## Task statement
Could you format the records below as a numbered list, from their first line up to and including the line with "<point>223,183</point>", with blank lines left out?

--- Begin ---

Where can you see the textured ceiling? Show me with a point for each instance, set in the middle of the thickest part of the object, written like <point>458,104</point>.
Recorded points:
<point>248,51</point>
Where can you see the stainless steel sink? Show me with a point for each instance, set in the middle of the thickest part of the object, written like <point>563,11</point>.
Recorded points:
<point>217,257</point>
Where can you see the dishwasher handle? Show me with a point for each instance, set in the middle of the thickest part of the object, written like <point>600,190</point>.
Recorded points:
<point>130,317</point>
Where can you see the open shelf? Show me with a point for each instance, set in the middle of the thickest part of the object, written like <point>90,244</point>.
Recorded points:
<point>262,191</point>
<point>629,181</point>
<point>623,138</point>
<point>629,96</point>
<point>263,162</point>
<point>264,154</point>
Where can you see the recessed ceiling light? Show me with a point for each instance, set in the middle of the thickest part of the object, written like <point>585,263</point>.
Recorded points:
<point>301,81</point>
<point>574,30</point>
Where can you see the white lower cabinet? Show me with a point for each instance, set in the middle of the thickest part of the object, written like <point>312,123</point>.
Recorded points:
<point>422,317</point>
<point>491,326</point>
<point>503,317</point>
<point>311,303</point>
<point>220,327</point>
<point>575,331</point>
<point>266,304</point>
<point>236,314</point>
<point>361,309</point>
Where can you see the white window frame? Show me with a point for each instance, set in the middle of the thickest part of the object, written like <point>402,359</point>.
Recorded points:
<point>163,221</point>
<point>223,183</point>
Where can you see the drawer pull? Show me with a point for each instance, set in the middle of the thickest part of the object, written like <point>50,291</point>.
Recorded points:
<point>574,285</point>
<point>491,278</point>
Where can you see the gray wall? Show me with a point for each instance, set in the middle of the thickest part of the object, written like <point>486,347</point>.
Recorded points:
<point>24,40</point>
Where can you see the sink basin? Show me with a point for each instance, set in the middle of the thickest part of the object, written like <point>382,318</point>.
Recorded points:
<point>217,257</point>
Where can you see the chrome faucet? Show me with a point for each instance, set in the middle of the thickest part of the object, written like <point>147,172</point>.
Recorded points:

--- End ---

## Task output
1. Where can you see the textured ceiling? Show me with a point for each instance, set in the middle of the thickest part of the object, written like <point>458,104</point>.
2. Recorded points:
3. <point>248,51</point>
4. Where can you see the stainless steel sink? Show me with a point for each instance, set in the middle of the thickest part of the object, written like <point>563,11</point>.
5. Recorded points:
6. <point>217,257</point>
7. Where can you see the dishwasher handle? Show me with a point for each instance, set in the middle of the thickest part of the object, written like <point>600,190</point>.
8. Recorded points:
9. <point>130,317</point>
10. Where can you see the open shelf? Show me with a point for each instance, set in the middle of the thickest part of the object, written like <point>90,244</point>.
11. Recorded points:
12. <point>262,191</point>
13. <point>629,181</point>
14. <point>623,138</point>
15. <point>629,96</point>
16. <point>263,162</point>
17. <point>264,154</point>
18. Where can you see the recessed ceiling light? Show me with a point for each instance, set in the middle of the thickest part of the object, written like <point>585,263</point>.
19. Recorded points:
20. <point>301,81</point>
21. <point>574,30</point>
22. Where can you see the white lower cabinet? Show me with a point for each instance, set in the middle of the thickest part of the object, written like <point>312,123</point>.
23. Recorded points:
24. <point>422,317</point>
25. <point>491,326</point>
26. <point>503,317</point>
27. <point>311,303</point>
28. <point>220,327</point>
29. <point>575,331</point>
30. <point>266,304</point>
31. <point>236,314</point>
32. <point>361,309</point>
33. Where can you see the white window frame? Show me with a point for each instance, set in the middle of the thickest part of the object, written like <point>402,359</point>.
34. Recorded points:
35. <point>163,221</point>
36. <point>223,183</point>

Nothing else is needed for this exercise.